§ **WHAT IS EXPECTED**:
Reproduce exactly the lines from the one containing "Request = tag one keypoint per instance of the asphalt road" through the last line of the records below, both included, and nothing else.

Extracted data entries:
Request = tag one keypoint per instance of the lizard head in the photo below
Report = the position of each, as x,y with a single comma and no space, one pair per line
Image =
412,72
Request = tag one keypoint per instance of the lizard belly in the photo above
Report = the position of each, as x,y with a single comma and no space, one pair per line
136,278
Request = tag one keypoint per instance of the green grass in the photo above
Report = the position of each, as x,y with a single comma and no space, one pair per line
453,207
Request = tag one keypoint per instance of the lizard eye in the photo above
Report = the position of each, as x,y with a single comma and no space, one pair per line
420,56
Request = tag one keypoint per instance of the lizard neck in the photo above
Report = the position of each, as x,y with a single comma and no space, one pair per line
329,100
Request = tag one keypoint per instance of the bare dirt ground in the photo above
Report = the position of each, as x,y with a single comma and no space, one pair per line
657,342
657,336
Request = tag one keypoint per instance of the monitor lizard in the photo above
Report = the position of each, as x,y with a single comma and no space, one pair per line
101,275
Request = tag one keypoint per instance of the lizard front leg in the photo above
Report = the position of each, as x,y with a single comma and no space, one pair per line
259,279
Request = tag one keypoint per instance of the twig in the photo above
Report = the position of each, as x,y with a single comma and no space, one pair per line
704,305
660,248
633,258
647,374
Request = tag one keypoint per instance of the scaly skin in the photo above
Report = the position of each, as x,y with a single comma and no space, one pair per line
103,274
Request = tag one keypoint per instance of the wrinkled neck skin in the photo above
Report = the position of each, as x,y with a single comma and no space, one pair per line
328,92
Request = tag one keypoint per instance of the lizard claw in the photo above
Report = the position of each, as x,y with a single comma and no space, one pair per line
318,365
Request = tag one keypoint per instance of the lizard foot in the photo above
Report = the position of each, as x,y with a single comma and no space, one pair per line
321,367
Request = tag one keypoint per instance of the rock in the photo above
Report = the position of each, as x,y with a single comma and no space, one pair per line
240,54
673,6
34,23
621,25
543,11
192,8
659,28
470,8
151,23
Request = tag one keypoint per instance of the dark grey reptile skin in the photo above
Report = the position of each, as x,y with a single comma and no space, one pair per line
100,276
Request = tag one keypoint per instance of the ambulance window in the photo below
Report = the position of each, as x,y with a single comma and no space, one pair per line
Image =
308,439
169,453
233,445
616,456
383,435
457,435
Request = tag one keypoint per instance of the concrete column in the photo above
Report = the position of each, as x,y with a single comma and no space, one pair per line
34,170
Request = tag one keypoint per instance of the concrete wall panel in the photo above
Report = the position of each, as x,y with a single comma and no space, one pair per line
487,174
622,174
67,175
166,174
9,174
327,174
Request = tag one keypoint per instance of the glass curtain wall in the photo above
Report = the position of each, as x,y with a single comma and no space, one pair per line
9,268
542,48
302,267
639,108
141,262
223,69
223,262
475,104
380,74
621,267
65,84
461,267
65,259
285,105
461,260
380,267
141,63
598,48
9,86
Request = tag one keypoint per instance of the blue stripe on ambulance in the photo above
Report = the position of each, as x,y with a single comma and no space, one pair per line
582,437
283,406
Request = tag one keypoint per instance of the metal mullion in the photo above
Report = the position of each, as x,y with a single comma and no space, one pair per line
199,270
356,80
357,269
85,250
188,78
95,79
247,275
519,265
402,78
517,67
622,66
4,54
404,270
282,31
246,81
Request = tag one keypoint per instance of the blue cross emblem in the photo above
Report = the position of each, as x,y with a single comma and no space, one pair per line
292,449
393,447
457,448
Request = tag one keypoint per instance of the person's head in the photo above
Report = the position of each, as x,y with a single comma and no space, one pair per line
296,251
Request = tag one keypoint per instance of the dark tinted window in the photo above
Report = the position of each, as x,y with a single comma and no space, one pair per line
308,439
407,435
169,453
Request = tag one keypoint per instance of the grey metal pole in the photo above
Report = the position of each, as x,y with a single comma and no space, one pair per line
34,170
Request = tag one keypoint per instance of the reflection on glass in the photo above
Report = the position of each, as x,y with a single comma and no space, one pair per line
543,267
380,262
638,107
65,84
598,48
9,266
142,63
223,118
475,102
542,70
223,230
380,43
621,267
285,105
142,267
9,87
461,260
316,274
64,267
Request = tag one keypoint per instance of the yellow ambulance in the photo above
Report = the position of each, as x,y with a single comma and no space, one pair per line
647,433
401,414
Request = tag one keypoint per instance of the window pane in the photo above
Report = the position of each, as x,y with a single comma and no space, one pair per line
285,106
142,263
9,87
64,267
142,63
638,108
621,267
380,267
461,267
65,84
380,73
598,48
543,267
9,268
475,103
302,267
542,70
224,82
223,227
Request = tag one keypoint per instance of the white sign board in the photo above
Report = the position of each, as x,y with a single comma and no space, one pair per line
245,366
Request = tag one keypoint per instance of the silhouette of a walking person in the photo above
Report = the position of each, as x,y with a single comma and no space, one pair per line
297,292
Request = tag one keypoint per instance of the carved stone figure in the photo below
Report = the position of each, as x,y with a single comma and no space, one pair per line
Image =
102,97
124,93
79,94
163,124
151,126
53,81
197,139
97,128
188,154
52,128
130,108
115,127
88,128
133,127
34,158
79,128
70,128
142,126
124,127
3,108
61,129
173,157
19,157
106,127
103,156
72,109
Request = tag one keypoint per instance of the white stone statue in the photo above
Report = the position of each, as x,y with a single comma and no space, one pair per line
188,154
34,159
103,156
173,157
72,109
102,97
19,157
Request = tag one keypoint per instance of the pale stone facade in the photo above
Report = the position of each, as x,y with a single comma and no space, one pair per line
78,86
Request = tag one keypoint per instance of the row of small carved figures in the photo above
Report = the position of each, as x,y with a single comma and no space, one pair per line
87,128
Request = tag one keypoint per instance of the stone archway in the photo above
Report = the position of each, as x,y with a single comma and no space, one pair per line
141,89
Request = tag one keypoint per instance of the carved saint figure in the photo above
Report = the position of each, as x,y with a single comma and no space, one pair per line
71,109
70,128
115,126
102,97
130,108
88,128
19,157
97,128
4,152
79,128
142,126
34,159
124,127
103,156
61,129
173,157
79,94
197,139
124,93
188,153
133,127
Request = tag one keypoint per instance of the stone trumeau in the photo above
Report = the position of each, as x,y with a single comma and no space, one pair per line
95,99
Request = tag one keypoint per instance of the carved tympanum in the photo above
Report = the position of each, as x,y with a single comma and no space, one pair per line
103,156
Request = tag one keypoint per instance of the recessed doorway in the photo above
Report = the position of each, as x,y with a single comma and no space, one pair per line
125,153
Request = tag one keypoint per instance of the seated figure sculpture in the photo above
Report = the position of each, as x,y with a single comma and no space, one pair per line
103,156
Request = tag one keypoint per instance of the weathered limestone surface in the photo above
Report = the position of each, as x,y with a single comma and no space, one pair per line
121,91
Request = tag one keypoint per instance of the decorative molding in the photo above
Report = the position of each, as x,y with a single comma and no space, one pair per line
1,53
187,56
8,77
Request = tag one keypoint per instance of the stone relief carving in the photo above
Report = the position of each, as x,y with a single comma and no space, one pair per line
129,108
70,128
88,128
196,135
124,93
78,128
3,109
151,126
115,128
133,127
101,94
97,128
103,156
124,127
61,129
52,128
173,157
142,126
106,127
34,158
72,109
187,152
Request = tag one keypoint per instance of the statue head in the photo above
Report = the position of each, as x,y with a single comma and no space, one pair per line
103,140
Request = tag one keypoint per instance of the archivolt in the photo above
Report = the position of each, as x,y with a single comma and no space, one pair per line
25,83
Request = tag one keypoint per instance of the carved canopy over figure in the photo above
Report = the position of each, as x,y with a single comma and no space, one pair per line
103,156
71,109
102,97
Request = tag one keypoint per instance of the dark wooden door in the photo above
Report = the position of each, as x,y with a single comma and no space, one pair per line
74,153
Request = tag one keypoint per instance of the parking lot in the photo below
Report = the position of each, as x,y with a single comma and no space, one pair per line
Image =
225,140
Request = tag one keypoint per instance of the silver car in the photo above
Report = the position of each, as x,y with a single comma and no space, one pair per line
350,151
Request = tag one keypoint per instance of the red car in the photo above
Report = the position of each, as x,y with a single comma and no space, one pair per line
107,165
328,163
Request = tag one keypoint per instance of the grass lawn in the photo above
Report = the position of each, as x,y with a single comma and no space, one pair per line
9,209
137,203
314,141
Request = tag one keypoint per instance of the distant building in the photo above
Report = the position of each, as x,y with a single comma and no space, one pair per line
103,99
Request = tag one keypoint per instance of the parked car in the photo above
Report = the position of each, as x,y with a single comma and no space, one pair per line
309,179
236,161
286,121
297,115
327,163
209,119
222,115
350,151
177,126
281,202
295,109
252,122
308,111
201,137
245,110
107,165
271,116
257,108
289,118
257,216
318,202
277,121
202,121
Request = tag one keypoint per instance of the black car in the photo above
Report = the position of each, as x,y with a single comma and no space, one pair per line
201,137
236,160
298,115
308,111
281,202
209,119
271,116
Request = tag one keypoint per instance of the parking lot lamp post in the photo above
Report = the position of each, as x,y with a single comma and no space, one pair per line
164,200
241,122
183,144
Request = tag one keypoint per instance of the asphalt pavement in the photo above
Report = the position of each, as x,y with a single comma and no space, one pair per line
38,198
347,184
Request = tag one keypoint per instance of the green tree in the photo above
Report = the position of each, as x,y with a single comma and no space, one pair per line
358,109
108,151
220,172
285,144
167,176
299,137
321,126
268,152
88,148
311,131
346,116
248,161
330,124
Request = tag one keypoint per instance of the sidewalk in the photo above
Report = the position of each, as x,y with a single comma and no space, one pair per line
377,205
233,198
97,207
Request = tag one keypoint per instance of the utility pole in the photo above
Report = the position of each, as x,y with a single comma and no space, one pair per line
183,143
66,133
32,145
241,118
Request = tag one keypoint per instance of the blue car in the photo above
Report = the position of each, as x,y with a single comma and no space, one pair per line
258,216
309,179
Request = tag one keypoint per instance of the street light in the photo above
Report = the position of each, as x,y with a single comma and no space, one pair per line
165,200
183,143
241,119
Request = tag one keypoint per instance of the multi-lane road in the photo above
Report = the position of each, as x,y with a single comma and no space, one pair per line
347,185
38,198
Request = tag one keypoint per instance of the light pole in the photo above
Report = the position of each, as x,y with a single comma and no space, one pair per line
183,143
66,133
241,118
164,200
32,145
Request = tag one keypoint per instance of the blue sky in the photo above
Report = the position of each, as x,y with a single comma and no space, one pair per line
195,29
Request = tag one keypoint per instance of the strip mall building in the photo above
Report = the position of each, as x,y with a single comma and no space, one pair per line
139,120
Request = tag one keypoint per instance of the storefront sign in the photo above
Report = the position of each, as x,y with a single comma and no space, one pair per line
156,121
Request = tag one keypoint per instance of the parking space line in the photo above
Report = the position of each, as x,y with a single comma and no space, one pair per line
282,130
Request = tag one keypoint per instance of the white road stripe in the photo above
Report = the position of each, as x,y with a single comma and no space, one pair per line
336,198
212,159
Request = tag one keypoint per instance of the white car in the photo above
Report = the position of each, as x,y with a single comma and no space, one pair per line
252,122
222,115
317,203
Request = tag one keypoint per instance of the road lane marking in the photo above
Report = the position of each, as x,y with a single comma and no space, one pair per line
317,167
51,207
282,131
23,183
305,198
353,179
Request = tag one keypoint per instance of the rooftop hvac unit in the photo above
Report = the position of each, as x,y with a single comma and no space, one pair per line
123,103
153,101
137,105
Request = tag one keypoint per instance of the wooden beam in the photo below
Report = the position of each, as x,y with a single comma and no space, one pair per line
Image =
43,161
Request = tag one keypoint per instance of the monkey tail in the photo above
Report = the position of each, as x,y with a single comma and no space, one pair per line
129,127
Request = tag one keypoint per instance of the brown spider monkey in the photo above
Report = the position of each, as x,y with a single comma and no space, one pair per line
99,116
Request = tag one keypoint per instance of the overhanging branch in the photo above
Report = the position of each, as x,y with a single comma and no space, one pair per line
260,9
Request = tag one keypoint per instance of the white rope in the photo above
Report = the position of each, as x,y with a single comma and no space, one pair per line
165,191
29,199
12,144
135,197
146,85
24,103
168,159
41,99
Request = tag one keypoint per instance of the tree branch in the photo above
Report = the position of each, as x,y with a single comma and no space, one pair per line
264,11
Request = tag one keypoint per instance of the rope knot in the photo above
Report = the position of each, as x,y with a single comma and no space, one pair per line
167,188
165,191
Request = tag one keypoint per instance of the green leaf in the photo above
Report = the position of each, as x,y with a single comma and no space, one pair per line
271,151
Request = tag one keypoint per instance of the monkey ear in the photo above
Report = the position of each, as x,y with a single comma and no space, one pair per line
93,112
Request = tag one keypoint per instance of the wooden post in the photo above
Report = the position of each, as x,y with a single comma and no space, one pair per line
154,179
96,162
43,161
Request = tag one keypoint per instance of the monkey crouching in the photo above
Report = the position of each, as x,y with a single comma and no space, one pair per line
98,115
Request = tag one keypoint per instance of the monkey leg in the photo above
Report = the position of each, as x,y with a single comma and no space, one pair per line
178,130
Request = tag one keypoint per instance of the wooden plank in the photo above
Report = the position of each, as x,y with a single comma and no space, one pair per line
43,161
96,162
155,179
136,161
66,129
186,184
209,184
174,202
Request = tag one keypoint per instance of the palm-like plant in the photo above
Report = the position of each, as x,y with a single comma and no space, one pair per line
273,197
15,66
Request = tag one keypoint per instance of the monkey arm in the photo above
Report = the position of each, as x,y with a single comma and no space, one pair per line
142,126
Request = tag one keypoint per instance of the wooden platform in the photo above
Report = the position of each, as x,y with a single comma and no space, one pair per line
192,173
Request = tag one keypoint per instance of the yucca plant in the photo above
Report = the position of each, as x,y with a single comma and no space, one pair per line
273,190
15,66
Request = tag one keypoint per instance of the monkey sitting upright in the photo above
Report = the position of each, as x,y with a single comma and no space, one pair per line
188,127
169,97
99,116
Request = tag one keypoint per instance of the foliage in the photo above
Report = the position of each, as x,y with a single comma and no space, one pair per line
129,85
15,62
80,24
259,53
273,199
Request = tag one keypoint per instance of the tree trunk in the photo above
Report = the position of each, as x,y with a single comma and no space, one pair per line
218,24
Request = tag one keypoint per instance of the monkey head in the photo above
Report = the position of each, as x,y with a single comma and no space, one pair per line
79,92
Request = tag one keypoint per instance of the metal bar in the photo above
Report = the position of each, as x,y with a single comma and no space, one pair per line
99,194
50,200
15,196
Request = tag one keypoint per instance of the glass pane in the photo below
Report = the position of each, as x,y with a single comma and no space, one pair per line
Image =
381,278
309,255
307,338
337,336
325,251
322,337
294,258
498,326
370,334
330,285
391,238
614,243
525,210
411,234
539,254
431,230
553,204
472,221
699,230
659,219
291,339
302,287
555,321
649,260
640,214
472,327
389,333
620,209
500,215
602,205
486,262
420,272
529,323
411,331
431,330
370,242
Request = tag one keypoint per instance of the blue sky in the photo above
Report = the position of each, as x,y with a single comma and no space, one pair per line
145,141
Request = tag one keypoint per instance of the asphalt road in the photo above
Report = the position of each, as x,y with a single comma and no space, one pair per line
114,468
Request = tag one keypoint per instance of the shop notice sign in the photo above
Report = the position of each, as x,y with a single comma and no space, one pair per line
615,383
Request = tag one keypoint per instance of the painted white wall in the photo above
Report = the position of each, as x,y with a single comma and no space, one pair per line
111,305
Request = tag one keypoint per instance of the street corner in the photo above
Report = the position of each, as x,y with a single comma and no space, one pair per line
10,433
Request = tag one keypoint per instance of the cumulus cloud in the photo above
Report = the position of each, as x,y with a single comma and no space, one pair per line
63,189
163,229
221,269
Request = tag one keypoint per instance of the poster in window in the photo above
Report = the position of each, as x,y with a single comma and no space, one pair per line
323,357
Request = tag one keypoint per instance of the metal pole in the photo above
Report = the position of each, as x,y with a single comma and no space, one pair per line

§ **RESULT FOR THIS EXERCISE**:
Request = tag one keypoint per instance of the asphalt road in the photo above
Report = the position of each, as x,y with a single comma and no space, one pair per line
114,468
Request = tag one keypoint per instance of the shop notice sign in the photo above
Report = the position of each, as x,y with a single comma and no space, one pair per line
615,383
Request = tag one keypoint per instance of the painted white wall in the photo above
Report = the position of each, as x,y with a single comma and no space, one pair per line
111,305
Request = tag one keypoint per instance of the street corner in the photo above
Report = the position of each, as x,y with a single comma and no space, one pair per line
10,433
Request = tag one keypoint per instance of the cumulus cloud in the photo above
Report = the position of each, as x,y with a single comma and no space, one pair per line
63,189
163,229
221,269
Request = tag one keypoint per instance of the poster in window in the photo above
Report = the position of each, as x,y with a single comma and no space, one pair per line
323,357
Request = tag one keypoint per instance of the metal pole in the photo above
Report = the position of each, as x,y with a single comma and no space, one pair per line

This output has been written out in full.